**DIRECTIONS FOR THIS TASK**
Below are entries; write every one of them out again exactly.

------------------------------

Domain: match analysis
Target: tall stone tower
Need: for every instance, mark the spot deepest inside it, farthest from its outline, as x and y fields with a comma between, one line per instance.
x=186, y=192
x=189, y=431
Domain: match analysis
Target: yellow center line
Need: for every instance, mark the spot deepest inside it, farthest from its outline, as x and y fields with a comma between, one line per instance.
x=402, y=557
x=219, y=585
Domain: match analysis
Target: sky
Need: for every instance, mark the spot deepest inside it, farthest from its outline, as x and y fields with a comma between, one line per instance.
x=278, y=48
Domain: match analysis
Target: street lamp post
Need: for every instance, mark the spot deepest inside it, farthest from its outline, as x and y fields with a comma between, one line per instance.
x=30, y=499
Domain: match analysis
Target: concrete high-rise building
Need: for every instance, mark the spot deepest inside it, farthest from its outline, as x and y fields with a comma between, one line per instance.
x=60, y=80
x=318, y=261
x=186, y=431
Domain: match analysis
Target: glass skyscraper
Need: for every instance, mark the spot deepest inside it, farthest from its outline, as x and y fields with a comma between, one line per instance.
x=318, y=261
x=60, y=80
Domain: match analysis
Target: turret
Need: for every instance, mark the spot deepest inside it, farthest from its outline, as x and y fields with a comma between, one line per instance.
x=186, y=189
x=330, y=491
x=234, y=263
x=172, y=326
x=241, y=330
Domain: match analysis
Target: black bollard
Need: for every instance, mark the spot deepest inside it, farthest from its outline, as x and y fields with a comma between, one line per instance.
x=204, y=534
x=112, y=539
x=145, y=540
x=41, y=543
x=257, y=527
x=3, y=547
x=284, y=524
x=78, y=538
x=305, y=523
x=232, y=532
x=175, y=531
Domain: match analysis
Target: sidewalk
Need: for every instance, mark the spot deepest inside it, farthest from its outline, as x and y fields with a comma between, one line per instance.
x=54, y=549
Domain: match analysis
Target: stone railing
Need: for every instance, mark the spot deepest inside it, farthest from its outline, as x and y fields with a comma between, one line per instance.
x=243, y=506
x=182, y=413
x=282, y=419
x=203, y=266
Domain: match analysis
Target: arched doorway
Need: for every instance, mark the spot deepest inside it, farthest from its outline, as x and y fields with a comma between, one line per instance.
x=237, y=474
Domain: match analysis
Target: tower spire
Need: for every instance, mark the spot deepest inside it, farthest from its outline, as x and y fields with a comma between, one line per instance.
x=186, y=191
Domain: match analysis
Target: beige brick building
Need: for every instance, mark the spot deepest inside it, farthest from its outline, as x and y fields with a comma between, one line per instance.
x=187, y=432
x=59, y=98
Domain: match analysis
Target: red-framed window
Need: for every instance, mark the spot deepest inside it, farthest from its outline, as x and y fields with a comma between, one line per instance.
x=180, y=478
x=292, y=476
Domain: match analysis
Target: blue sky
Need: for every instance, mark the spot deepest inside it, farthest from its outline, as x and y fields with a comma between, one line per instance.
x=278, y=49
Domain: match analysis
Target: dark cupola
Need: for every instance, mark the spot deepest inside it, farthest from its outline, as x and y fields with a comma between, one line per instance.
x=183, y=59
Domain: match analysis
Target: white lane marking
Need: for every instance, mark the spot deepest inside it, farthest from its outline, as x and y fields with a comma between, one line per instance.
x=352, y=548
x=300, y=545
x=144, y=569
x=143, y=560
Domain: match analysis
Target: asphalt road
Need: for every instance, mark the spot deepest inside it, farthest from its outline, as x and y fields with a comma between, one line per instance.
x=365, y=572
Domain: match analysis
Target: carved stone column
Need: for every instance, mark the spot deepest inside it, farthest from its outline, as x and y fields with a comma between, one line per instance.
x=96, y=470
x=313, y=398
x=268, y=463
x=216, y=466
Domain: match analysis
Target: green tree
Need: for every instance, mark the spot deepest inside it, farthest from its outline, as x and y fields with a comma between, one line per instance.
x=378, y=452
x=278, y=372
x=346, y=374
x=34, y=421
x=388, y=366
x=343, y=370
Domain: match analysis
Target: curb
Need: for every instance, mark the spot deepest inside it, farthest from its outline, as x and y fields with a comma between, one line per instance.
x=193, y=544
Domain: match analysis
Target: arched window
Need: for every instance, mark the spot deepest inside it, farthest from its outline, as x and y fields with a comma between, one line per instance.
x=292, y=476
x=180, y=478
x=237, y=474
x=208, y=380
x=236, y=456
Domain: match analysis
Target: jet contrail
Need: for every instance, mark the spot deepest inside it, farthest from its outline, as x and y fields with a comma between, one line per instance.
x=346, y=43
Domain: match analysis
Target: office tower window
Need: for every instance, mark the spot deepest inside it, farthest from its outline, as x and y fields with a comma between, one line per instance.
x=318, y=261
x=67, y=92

------------------------------

**SOLVED PROBLEM**
Domain: match analysis
Target: tall stone tower
Need: for every instance, mark the spot deepest inside it, farthest from its outline, as x and y fields with a comma between, one line per instance.
x=186, y=192
x=189, y=431
Domain: match analysis
Target: yellow center line
Need: for every instance, mark the spot deepest inside it, farthest from its outline, as x and y fields with a comma between, one line per instance.
x=402, y=557
x=219, y=585
Domain: match analysis
Target: sky
Need: for every instance, mark the spot deepest inside it, farthest from its outline, as x and y fields with a comma between, one line per instance.
x=278, y=48
Domain: match analysis
Target: street lamp post
Need: for every instance, mark the spot deepest inside it, farthest from its outline, as x and y fields with a comma between, one line per instance.
x=30, y=499
Domain: match analysis
Target: concrete high-rise building
Need: for every instance, mark the spot deepest inside it, farthest from its outline, as x and y fields with a comma between, one line per instance.
x=60, y=80
x=318, y=261
x=186, y=431
Domain: match analysis
Target: glass skyscraper
Need: for every instance, mark the spot deepest inside it, farthest from its outline, as x and y fields with a comma between, one line per instance.
x=318, y=261
x=60, y=80
Domain: match analysis
Target: turret
Need: for every instance, mark the spot deepest inside it, farthest from its outline, as x and y fields with a comma between, one line per instance.
x=186, y=189
x=330, y=491
x=234, y=263
x=172, y=326
x=241, y=330
Domain: match analysis
Target: black bollard
Need: for every instance, mark the spot deepest inside it, farthest from its outline, as x and y fields with a comma between, one line per instance.
x=204, y=534
x=112, y=539
x=145, y=540
x=41, y=543
x=257, y=527
x=3, y=547
x=284, y=524
x=78, y=538
x=305, y=523
x=232, y=532
x=175, y=531
Domain: match analysis
Target: sidewalk
Need: for every instance, mark the spot deepest inside it, farthest from its outline, as x and y fields with a comma between, one line per instance.
x=54, y=549
Domain: match analysis
Target: stone railing
Need: for every instance, mark the spot deepest inside it, farthest from its outline, as x and y fields with a comma between, one line per instance.
x=243, y=506
x=182, y=413
x=282, y=419
x=203, y=266
Domain: match analysis
Target: arched doorway
Need: for every instance, mark the spot deepest inside it, farthest from its outline, as x and y fields with a comma between, one line per instance.
x=237, y=474
Domain: match analysis
Target: tower spire
Need: for every instance, mark the spot deepest inside it, farthest from its outline, as x and y fields with a comma between, one line per instance.
x=186, y=191
Domain: match analysis
Target: beige brick building
Need: for every instance, mark the spot deepest inside it, farthest from its outline, as x and y fields with a comma between, one line per instance.
x=187, y=432
x=59, y=98
Domain: match analysis
Target: red-framed window
Need: for every instance, mark the spot deepest inside it, farthest from its outline, as x and y fields with a comma between, one line per instance.
x=180, y=478
x=292, y=476
Domain: match analysis
Target: blue sky
Need: for every instance, mark the spot deepest inside it, farthest from its outline, as x and y fields with a comma between, one line per instance.
x=278, y=49
Domain: match analysis
Target: dark cupola
Need: for every instance, mark the spot deepest inside it, farthest from its outline, as x and y fields with a comma between, one line per instance.
x=183, y=59
Domain: match analysis
Target: white lane marking
Need: for every instance, mark the spot deepest inside it, farthest from its outline, as x and y fields with a comma between, one line per instance.
x=352, y=548
x=300, y=545
x=144, y=569
x=143, y=560
Domain: match analysis
Target: asphalt road
Need: for every instance, mark the spot deepest inside it, farthest from its outline, as x and y fields with a comma between, one line per instance.
x=365, y=572
Domain: match analysis
Target: carved stone column
Need: for every instance, mark the spot deepest inside it, farthest from its outline, as x and y fields with a comma between, one line per instance.
x=96, y=470
x=313, y=398
x=268, y=463
x=216, y=466
Domain: match analysis
Target: green tree
Need: for every instance, mark the spot deepest inside it, farthest from its outline, as x and y fields with a comma between, one line per instance.
x=378, y=452
x=278, y=372
x=346, y=374
x=34, y=421
x=388, y=366
x=343, y=370
Domain: match analysis
Target: curb
Need: for every instance, mark the spot deepest inside it, farthest from its outline, as x and y fields with a comma between, one line per instance.
x=193, y=544
Domain: match analysis
Target: arched window
Need: for every instance, mark the spot deepest inside it, farthest from its outline, as x and y fields with a comma between, one line per instance.
x=292, y=476
x=180, y=478
x=237, y=474
x=208, y=380
x=236, y=456
Domain: match analysis
Target: jet contrail
Need: for every instance, mark the spot deepest inside it, farthest from its outline, as x and y fields with a comma between, one line per instance.
x=346, y=43
Domain: match analysis
Target: office tower window
Need: for every instance, mark the spot deepest inside it, farthest from its outline, as x and y fields with a comma between, one line per instance.
x=318, y=261
x=67, y=92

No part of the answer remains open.